• TO DO: Print the entries in full, word for word, but not the pictures.

______________________________

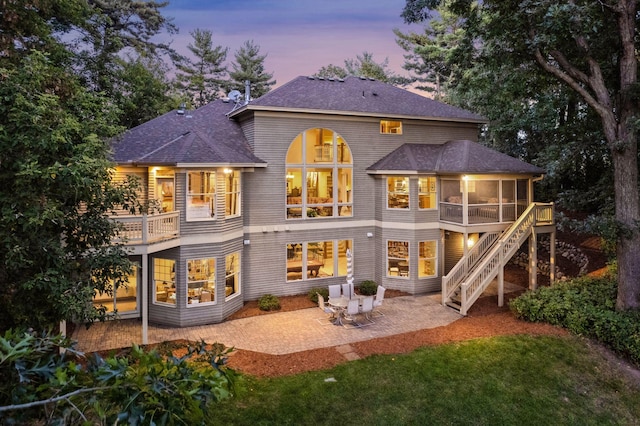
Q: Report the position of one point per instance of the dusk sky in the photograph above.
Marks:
(298, 36)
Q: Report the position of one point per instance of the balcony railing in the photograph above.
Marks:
(147, 229)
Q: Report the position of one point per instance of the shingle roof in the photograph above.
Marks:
(458, 156)
(203, 136)
(358, 96)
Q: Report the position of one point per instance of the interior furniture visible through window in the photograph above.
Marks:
(319, 174)
(232, 192)
(201, 281)
(397, 258)
(201, 195)
(398, 192)
(164, 281)
(391, 127)
(427, 259)
(317, 259)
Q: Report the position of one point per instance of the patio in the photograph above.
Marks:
(278, 333)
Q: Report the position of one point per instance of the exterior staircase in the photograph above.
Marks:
(470, 277)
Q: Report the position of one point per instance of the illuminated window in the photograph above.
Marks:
(319, 176)
(397, 259)
(398, 192)
(164, 281)
(201, 281)
(427, 193)
(201, 195)
(317, 259)
(427, 261)
(232, 275)
(232, 193)
(391, 127)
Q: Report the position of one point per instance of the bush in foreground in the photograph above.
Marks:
(43, 385)
(585, 306)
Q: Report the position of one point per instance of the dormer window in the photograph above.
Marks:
(390, 127)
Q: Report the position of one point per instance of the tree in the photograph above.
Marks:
(202, 79)
(142, 91)
(114, 27)
(249, 65)
(56, 194)
(591, 48)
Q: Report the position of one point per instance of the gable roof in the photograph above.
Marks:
(356, 96)
(204, 136)
(453, 157)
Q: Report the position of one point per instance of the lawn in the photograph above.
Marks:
(509, 380)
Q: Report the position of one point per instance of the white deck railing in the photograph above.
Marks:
(145, 229)
(485, 270)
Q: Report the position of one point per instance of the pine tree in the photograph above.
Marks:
(249, 65)
(202, 78)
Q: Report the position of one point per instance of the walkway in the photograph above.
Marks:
(284, 332)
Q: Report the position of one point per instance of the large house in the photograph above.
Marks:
(245, 197)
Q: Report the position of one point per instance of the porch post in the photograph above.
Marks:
(144, 305)
(533, 261)
(552, 257)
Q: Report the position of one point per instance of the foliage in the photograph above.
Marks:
(200, 80)
(142, 387)
(249, 65)
(581, 57)
(56, 196)
(368, 288)
(313, 293)
(269, 302)
(586, 307)
(507, 380)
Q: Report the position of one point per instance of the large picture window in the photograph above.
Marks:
(427, 261)
(317, 259)
(201, 195)
(398, 258)
(398, 192)
(201, 281)
(164, 281)
(319, 176)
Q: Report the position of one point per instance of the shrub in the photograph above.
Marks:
(269, 302)
(313, 293)
(368, 288)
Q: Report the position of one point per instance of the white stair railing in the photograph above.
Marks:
(451, 281)
(507, 245)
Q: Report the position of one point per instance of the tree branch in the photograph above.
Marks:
(50, 400)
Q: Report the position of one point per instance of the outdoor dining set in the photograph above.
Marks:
(345, 305)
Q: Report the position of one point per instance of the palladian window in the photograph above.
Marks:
(319, 176)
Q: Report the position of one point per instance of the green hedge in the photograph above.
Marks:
(586, 307)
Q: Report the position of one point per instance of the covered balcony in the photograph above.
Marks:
(148, 228)
(472, 201)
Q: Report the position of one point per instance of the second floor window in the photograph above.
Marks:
(201, 195)
(398, 192)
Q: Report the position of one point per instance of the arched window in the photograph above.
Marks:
(319, 176)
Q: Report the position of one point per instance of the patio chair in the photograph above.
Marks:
(353, 309)
(326, 309)
(347, 291)
(367, 307)
(379, 298)
(334, 291)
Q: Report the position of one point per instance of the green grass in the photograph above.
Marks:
(512, 380)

______________________________

• EXERCISE RESPONSE:
Q: Report the position of one point per instance of the dusk sky in the photograph above.
Marks:
(298, 36)
Q: Report the position of one point per instance of the balcony railing in the photograph above.
Marks:
(147, 229)
Q: Report the position of one point per instance of the shingle roof in the photograph above.
Marks:
(458, 156)
(203, 136)
(358, 96)
Q: Report the position of one point per instance of the interior furniture visible through window in the photograph above.
Marks:
(319, 174)
(232, 192)
(201, 281)
(397, 258)
(201, 195)
(398, 192)
(164, 281)
(391, 127)
(427, 259)
(317, 259)
Q: Report the position of one point per instance of the patio in the photograph above.
Marks:
(278, 333)
Q: Report the position of one point per instance of the exterior staircase in the photograph above.
Marks:
(470, 277)
Q: Report the position of one point per instance of the illuminated window in the photograph above.
Marks:
(319, 176)
(397, 259)
(398, 192)
(164, 281)
(201, 281)
(427, 193)
(201, 195)
(317, 259)
(427, 261)
(232, 275)
(232, 193)
(391, 127)
Q: Report the position of one point per instance of the bush in foreground in the photograph above.
Marks:
(43, 385)
(585, 306)
Q: Report the position of one point per instance of the dormer window in the photograph above.
Marks:
(390, 127)
Q: Report the position of one point per instance of the tree in the photograph above.
Marks:
(202, 79)
(142, 91)
(114, 27)
(249, 65)
(56, 194)
(591, 48)
Q: Report the position of one point per instance of the gable roof in the photograph above.
Marks:
(356, 96)
(204, 136)
(453, 157)
Q: Report the position of one point per instance of the lawn in the photograph above.
Marks:
(509, 380)
Q: Report the position of one point per instance of the white deck railing in the photograph above.
Marks:
(145, 229)
(485, 270)
Q: Report the position of one point per instance of the pine tree in the photograph above.
Marks:
(249, 65)
(202, 78)
Q: Report the position of one point per instance of the walkway in the photograph above.
Marks:
(284, 332)
Q: Report the position of one point per instance of the large house in the photograph above.
Marks:
(245, 197)
Q: Report the position of one point per instance of the porch post in the photograph above.
Marks:
(144, 305)
(533, 261)
(552, 257)
Q: Report the position of one point per instance of the foliage in the photograph above.
Marks:
(200, 80)
(142, 387)
(249, 65)
(581, 57)
(56, 196)
(368, 288)
(313, 293)
(269, 302)
(586, 307)
(507, 380)
Q: Report the position of one point per instance of the large picture window in the photograph above.
Marks:
(427, 261)
(317, 259)
(201, 195)
(398, 258)
(398, 192)
(201, 281)
(164, 281)
(319, 176)
Q: Report the position of one point per instance of the shrub in the photograph above.
Marks:
(269, 302)
(313, 293)
(368, 288)
Q: Report the position of one point per instance of the white stair railing in the photograph above.
Marks:
(451, 281)
(507, 245)
Q: Report the position of one point per instance of the tree branch in the photograph above.
Marks:
(50, 400)
Q: Report the position of one point per instance of the outdoor dining set in the photograph above.
Marks:
(345, 305)
Q: Report the position of one point per instance of the palladian window in the photograph above.
Marks:
(319, 176)
Q: Report the position of one point per instance of the green hedge in the photograph above.
Marks:
(586, 307)
Q: Report the position of one point per instance of the covered balcony in the photograph above.
Marks:
(148, 228)
(472, 201)
Q: Report the position of one point per instance of the second floor window in the photograph above.
Marks:
(201, 195)
(398, 192)
Q: Report the position of one point per instance of the arched window in the photograph above.
Marks:
(319, 176)
Q: Report the position of one point per instance of the patio chair in the photograph above.
Marks:
(353, 309)
(326, 309)
(347, 291)
(367, 307)
(379, 298)
(334, 291)
Q: Report the position of one point per instance of the green grass in the photograph above.
Marks:
(512, 380)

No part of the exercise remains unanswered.